(Named-object pointing records)
-.-.-

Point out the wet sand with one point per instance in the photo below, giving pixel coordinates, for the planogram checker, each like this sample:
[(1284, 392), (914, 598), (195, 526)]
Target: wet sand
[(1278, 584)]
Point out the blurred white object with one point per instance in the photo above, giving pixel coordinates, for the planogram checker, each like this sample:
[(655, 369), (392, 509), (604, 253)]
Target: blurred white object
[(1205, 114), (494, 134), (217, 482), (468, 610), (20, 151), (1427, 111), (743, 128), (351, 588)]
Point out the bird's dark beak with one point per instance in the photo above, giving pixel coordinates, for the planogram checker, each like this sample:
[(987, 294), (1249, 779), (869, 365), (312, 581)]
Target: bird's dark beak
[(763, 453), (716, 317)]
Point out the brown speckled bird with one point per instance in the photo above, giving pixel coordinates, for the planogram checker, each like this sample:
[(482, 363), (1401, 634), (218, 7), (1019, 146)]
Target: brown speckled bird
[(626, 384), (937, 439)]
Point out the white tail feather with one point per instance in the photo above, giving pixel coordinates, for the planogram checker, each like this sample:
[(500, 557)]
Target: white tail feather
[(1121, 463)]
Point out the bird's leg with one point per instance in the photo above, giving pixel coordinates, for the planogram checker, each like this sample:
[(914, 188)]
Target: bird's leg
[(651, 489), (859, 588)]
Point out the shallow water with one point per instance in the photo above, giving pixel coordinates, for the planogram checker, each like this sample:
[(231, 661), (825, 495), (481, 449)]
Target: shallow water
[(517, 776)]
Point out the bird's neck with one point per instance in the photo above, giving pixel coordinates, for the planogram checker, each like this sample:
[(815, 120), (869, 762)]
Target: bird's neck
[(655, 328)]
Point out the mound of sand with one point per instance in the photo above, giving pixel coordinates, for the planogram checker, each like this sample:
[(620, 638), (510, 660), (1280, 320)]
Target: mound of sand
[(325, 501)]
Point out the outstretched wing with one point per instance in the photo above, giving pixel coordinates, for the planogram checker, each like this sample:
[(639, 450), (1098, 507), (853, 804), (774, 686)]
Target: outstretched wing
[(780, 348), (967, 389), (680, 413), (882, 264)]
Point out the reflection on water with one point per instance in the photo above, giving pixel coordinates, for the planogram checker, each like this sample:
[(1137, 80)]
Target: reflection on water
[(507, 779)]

-.-.-

*EXERCISE:*
Can you edit the material above so that "planogram checker" becomes "inventory scanner" in every place it occurs, with nothing else altered?

*OUTPUT:*
Point out the wet sand with one point per instance in the photo below, giving pixel coordinates, for the inventory scanner, each like this sample:
[(1284, 392), (914, 598), (195, 526)]
Target: wet sand
[(1278, 584)]
Point out the blurred white object with one point per instance in the photo above, giving pixel coordinates, for the inventory scanner, each like this sample:
[(655, 369), (392, 509), (604, 253)]
Target: blurred white object
[(1205, 114), (494, 134), (217, 482), (468, 610), (20, 151), (1427, 111), (743, 128), (351, 588)]
Point out the bird's dark beak with one point per instance in the photo above, giving pixel coordinates, for the inventory scanner, each like this sample:
[(987, 294), (1249, 779), (869, 365), (312, 581)]
Target: bird's dark beak
[(763, 453), (716, 317)]
Point out the brown speckled bird with one point per instance in the photo above, giving pixel coordinates, for the inventory scanner, each like this sample:
[(482, 363), (1401, 634), (218, 7), (1019, 146)]
Target: brown speckled bird
[(626, 384), (937, 439)]
Point out the white tail feather with one point per instance in the photo above, giving pixel coordinates, for the inventory scanner, each like this sample:
[(500, 557)]
Target: white tail feather
[(1121, 463)]
Point out the bird's leg with one point per instance in the photo above, giving pixel coordinates, for the inventory scanner, each like this sample:
[(914, 188)]
Target: bird's leg
[(651, 489), (859, 588)]
Point out the shallow water with one point per instance in the photo above, giving pixel coordinates, for the inventory scanner, each like this sample:
[(231, 661), (825, 495), (481, 449)]
Target: shallow water
[(517, 776)]
Point out the bird's neck with one point per instance in the photo above, giving pixel coordinates, for the inventory scanner, each like this sample:
[(815, 120), (869, 762)]
Target: bird's neck
[(655, 328)]
Point out the mound of sand with one point per instance in the photo above, giving pixel coordinates, for the inventory scanner, each like this sample:
[(620, 638), (510, 660), (1280, 320)]
Target: mound of sand
[(325, 501)]
Point out the outstretched wing with one point per instance in the photo above, giving pixel coordinates, for the inventory scanner, each like this sample:
[(639, 450), (1098, 507), (853, 804), (774, 686)]
Target: outstretched wing
[(780, 348), (967, 389), (680, 413), (882, 264)]
Point out the reflection on water with one point per instance in the photo above, giving pixel coordinates, for the inventory scanner, each like this sample:
[(1137, 80)]
Target: reflection on water
[(507, 779)]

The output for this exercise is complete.